### TO DO
Copy the stretch from the line containing "cub listed here." through the end of the material, switching "rocky ground" to "stony ground" and leaving everything else unchanged.

[Records from a point labeling set]
########
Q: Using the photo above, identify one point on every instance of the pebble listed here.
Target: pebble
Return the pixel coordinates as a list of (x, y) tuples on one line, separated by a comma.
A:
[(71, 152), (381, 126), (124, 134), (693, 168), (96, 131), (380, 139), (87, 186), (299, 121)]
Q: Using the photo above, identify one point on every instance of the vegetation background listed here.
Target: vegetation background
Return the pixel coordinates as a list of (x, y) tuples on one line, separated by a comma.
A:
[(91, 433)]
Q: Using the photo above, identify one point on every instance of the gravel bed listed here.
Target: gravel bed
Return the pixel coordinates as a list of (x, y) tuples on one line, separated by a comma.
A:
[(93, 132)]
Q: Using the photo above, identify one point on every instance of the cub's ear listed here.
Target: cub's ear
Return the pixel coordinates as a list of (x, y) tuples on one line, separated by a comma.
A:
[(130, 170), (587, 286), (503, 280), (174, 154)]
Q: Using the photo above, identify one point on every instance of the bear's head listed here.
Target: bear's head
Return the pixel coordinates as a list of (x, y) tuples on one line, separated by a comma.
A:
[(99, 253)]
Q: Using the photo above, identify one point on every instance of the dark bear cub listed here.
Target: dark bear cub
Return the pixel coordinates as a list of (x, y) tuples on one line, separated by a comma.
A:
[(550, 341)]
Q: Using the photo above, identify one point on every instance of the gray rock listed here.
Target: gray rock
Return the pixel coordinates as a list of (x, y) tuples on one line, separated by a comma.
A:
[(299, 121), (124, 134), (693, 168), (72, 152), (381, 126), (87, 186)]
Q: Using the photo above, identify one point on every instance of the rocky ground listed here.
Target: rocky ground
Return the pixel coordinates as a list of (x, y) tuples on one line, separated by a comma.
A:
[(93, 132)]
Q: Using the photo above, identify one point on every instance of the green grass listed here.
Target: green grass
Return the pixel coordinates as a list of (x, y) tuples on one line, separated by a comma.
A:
########
### OUTPUT OF THE TASK
Q: Using the photo above, identify one point on every instance of the dark bear cub listed here.
Target: dark bear cub
Return the pixel coordinates as a list of (x, y) tuples on one line, separated by a comma.
A:
[(550, 341)]
Q: Using the photo above, identify one point on every instance of the gray rock listed here.
Target: gray rock
Return the pixel coordinates as a list of (x, y) tuples on one line, separated by a comma.
A:
[(299, 121), (124, 134), (693, 168), (72, 152), (381, 126), (87, 186)]
Q: Using the photo above, identify one point on every instance of the stony ground listed here.
Target: stony ground
Return the pixel coordinates as a list of (x, y) tuples on one line, separated by a comma.
A:
[(93, 132)]
Q: Using the photo above, identify one point on every instance of the green grass listed here.
Target: green grass
Return the pixel coordinates as a list of (x, y) tuples on one line, separated by a comma.
A:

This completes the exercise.